» TEXTO FORNECIDO
━━━━━━━━━━

Principais propostas

Análise das alterações no CPP relativas ao Tribunal do Júri

Autor

  • Rodrigo Iennaco

    é promotor de Justiça em Sete Lagoas (MG) professor convidado da pós-graduação da UFJF mestre em Ciências Penais pela UFMG e coordenador do site Direito Penal Virtual.

6 de junho de 2008, 20h56

Após regular tramitação e aprovação no Congresso Nacional, no dia 21 de maio de 2008 foi encaminhado à sanção presidencial o Projeto de Lei 4.203/01, que altera os dispositivos do Código de Processo Penal relativos ao Tribunal do Júri. Apesar da previsão, no texto aprovado, de vacatio legis especial e da possibilidade de veto, convém a análise das principais alterações, tomando-se por norte o texto enviado à análise do chefe do Executivo, a despeito de tratar-se de assunto de lege ferenda.

O texto se inspira em predicados de celeridade (direito do acusado ao julgamento em tempo razoável), eficiência (aproveitamento de recursos disponíveis e não-adiamento de atos processuais), simplicidade (instrumentalidade, oralidade e informalismo) e segurança (resposta judicial a demandas sociais).

Embora não esteja infenso a críticas, não há como negar que o legislativo deu importante contribuição para a celeridade processual e simplificação de rito e do sistema de formulação de quesitos. Evidente que tais alterações representam sinalização, para o Judiciário, no sentido de que a administração da Justiça se adapte à nova sistemática, estruturando-se para traduzir em efetividade o anseio social que inspirou o legislador.

Em termos claros: impende reconhecer a necessidade urgente de conferir prioridade aos processos que versem sobre crimes dolosos contra a vida.

O projeto prevê um novo rito, específico para os processos de competência do júri, com uma instrução sumária-preliminar. Oferecida e recebida a denúncia (ou queixa), o acusado será citado para oferecer resposta escrita em 10 dias (contados da efetiva citação válida). Em caso de inércia, será nomeado defensor para fazê-lo (princípio da defesa efetiva). Ultrapassada a fase da defesa prévia, abre-se vista à acusação “sobre preliminares e documentos”, para manifestação em 5 dias. São inquiridas as testemunhas, seguindo-se diligências em, no máximo, 10 dias.

━━━━━━━━━━

» DADOS FORNECIDOS
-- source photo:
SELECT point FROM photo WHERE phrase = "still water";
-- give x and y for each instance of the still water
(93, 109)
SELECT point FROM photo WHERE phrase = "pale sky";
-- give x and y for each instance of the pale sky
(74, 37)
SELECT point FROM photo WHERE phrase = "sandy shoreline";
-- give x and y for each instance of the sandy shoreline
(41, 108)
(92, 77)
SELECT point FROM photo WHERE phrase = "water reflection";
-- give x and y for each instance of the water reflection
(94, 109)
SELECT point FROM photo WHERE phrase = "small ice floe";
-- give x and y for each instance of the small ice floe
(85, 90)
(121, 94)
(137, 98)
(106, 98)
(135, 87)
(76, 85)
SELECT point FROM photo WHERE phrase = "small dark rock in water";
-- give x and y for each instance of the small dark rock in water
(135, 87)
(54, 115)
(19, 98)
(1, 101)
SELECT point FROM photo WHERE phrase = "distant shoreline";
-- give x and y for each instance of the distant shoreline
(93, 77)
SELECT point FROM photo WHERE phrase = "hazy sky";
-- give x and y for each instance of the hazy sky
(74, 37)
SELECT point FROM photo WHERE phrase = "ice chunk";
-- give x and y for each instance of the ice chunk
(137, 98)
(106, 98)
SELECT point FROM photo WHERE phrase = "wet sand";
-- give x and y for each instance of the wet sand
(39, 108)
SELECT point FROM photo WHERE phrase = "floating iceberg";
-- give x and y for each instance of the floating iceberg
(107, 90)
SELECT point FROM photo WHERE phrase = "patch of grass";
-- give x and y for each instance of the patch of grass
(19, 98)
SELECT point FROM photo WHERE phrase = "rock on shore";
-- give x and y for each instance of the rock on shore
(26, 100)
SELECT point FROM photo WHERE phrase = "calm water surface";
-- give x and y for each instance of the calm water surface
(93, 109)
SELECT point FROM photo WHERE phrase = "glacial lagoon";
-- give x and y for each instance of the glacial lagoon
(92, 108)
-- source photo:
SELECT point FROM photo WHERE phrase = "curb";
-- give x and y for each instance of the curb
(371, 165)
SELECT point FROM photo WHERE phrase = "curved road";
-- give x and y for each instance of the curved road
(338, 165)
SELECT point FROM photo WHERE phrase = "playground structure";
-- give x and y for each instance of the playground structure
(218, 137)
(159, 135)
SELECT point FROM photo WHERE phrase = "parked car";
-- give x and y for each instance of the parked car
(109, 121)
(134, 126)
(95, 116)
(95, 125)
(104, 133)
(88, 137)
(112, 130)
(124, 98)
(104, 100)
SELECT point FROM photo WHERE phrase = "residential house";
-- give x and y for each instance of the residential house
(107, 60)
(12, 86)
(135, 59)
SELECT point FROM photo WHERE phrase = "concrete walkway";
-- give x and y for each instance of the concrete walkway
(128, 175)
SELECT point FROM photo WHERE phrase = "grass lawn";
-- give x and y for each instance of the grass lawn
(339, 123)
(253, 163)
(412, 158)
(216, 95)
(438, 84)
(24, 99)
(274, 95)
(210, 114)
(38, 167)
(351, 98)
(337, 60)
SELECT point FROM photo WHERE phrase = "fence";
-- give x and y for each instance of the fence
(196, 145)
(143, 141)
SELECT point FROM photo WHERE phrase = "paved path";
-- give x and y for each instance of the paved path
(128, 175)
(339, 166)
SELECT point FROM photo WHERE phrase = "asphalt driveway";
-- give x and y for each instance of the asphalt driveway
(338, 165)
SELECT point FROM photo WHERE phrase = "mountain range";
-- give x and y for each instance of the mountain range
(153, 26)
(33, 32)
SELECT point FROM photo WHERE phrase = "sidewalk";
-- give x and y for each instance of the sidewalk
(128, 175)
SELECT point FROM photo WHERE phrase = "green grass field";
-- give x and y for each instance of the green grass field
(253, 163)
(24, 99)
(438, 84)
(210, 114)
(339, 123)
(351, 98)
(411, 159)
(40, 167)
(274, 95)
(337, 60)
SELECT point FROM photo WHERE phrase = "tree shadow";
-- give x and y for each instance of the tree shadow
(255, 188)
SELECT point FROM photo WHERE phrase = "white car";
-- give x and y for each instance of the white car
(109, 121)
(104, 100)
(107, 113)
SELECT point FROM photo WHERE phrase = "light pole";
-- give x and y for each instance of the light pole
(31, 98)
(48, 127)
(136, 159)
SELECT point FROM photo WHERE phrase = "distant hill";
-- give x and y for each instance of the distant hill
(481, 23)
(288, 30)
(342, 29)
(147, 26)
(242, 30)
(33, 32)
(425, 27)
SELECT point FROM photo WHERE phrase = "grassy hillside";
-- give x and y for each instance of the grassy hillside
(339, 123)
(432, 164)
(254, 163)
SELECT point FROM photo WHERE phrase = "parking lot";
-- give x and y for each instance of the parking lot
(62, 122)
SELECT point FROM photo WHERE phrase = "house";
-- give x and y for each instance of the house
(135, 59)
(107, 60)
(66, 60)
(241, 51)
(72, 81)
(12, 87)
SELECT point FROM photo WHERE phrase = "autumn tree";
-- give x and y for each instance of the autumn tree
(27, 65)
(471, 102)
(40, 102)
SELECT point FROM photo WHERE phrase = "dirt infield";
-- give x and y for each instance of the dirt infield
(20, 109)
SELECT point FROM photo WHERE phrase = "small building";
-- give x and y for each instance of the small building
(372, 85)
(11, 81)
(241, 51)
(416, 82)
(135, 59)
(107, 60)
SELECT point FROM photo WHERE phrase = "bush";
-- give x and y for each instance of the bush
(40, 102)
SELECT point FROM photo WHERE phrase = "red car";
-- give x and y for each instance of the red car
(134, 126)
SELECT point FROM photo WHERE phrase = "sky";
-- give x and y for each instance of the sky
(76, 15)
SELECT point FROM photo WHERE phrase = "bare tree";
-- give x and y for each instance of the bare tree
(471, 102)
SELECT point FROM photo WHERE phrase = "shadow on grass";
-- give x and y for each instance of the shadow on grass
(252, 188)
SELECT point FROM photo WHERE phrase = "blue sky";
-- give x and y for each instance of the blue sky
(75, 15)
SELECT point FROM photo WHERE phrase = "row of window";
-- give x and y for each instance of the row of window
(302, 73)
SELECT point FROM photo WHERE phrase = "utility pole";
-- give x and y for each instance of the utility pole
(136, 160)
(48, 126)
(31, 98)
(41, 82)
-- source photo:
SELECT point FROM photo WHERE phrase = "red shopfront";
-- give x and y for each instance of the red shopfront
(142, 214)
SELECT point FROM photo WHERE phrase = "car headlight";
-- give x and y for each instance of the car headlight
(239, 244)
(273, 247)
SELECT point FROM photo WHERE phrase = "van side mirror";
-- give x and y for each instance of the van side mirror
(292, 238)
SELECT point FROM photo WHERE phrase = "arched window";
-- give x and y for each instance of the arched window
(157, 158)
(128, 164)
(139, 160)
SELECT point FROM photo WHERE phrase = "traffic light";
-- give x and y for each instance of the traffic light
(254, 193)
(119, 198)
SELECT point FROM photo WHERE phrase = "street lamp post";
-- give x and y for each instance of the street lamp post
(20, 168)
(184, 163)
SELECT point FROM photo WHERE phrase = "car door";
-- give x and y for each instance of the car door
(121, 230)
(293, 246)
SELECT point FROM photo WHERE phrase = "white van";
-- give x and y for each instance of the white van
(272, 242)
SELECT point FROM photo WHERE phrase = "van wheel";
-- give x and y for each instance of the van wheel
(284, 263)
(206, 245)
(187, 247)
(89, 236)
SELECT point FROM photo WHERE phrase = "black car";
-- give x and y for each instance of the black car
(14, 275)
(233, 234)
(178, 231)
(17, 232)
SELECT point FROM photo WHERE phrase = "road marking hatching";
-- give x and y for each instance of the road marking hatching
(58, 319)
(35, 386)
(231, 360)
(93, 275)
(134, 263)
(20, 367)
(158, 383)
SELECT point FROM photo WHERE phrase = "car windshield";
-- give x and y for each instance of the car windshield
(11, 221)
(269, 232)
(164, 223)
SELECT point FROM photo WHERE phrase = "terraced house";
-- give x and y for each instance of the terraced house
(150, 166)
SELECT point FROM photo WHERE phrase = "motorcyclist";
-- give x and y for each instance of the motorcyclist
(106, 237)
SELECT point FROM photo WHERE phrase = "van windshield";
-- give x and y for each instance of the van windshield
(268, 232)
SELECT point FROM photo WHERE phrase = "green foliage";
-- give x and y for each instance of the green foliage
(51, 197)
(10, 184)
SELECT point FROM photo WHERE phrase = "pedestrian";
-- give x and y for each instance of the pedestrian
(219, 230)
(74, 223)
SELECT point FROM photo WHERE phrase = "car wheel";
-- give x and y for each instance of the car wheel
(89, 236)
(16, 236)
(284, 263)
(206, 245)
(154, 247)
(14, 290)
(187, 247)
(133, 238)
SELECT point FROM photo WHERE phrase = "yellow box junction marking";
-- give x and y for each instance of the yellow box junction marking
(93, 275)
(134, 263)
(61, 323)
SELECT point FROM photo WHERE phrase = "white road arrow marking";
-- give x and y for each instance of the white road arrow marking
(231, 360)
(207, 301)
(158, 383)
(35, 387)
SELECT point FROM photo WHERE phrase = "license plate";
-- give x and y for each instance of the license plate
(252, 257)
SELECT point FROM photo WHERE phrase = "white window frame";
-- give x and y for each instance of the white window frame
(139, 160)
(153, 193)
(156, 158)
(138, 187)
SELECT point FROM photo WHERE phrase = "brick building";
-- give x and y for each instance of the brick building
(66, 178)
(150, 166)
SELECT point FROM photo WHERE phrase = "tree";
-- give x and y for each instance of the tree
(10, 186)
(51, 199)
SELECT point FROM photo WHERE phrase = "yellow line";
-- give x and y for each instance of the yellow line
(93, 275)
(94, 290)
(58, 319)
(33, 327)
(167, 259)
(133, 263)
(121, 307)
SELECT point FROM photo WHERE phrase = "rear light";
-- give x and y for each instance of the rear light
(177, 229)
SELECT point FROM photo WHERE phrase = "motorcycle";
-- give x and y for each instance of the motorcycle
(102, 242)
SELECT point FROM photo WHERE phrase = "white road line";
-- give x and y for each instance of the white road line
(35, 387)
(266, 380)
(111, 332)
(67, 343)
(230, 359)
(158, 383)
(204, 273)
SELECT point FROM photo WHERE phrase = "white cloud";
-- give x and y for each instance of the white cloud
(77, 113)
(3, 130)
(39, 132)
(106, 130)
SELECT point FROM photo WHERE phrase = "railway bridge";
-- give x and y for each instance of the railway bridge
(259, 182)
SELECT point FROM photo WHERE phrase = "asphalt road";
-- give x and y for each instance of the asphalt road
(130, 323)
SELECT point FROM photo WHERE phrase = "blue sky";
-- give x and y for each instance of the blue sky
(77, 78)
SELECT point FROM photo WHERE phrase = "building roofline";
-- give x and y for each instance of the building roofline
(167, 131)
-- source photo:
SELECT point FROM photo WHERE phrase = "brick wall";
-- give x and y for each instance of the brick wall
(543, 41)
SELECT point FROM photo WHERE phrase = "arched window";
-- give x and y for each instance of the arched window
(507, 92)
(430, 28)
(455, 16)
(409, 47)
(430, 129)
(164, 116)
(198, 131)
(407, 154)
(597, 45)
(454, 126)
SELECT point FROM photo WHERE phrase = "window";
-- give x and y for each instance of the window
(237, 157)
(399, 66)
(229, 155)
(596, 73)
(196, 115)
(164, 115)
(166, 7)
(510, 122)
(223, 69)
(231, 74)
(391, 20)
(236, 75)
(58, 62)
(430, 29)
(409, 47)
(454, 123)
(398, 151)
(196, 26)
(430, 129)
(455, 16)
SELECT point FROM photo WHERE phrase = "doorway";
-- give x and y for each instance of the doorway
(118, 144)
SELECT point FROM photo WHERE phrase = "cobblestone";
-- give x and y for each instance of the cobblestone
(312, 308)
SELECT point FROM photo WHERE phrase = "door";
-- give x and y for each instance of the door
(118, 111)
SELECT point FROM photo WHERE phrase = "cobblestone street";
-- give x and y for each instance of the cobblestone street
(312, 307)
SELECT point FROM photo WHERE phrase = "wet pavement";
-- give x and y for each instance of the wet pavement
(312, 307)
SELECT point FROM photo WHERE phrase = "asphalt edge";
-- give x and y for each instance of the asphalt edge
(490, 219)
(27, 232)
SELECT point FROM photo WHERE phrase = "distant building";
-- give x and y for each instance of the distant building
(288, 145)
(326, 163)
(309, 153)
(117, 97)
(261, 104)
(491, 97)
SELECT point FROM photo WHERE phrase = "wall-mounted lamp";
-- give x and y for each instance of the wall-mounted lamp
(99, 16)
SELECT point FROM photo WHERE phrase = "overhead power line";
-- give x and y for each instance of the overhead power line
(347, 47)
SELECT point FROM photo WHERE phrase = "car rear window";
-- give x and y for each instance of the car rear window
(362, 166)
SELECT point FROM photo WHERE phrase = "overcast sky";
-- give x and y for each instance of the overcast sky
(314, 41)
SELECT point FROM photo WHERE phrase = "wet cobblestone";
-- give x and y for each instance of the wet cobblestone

━━━━━━━━━━

» EXERCÍCIO ESCRITO 1
Transcreva do texto sobre o Tribunal do Júri o trecho que vai de "Embora não esteja" até "inspirou o legislador.", incluindo este último.
» EXERCÍCIO ESCRITO 2
Escreva a continuação do texto sobre o Tribunal do Júri, começando logo após a última frase apresentada.

» RESULTADO 1
Embora não esteja infenso a críticas, não há como negar que o legislativo deu importante contribuição para a celeridade processual e simplificação de rito e do sistema de formulação de quesitos. Evidente que tais alterações representam sinalização, para o Judiciário, no sentido de que a administração da Justiça se adapte à nova sistemática, estruturando-se para traduzir em efetividade o anseio social que inspirou o legislador.

» RESULTADO 2
A instrução é orientada pelos princípios da oralidade e da concentração dos atos em audiência. A instrução obedece a seguinte lógica: serão inquiridos, nessa ordem, ofendido (se possível) e testemunhas; seguem-se esclarecimentos de peritos (se previamente requerido), acareação, reconhecimento de pessoas e coisas e, ao final, o acusado será interrogatório — ciente, pois, das provas já produzidas em seu desfavor.

Encerrada coleta de provas, seguem-se debates orais, destinando-se às partes o tempo de 20 minutos, prorrogáveis por mais 10; havendo assistente admitido, terá a palavra (após autor) por 10 minutos, prorrogando-se, neste caso, o tempo da defesa por igual período (10min). A decisão sobre a pronúncia deverá ser prolatada na própria audiência ou, excepcionalmente, em 10 dias.

Nenhum ato será adiado, conduzindo-se coercitivamente os ausentes que deveriam comparecer.

O projeto estabelece que o prazo para conclusão da instrução será de 90 dias. Logo, se não observado, renderá ensejo a excesso que poderá, conforme o caso, resultar na soltura do acusado preso.

A fundamentação da pronúncia permanece restrita, ligada agora ao juízo positivo de materialidade e indícios de autoria; a capitulação jurídica se refere ao tipo base, qualificadoras e majorantes. Surgindo notícia de co-autoria ou participação não veiculada na denúncia, originalmente, em vez de aditamento para sua inclusão, proceder-se-á à separação de processos.

A partir de agora, o acusado solto com paradeiro ignorado será intimado da decisão de pronúncia por edital.

Pouca ou nenhuma novidade está prevista para a hipótese de impronúncia, que permanece como antítese da pronúncia. Prevê o texto, expressamente, que surgindo prova nova que a contrarie, será oferecida nova denúncia, salvo se estiver extinta a punibilidade. A decisão de impronúncia, assim, equivale, em efeitos práticos, à que determina o arquivamento do inquérito policial.

A absolvição sumária, que subtrai do júri a análise de fato intencional praticado contra a vida, será admitida em hipóteses evidentes de: a) inexistência do fato; b) não ser o réu autor ou partícipe do fato; c) o fato não constituir infração penal; d) causa de exclusão do crime ou de isenção de pena (salvo art. 26, caput, CP, se não for a única tese da defesa). De certa forma, aqui, o projeto se limitou a atualizar o texto com os institutos congêneres do Código Penal.

Nenhuma alteração significativa consta para a hipótese de desclassificação para crime de competência do juiz singular, nesta fase do procedimento.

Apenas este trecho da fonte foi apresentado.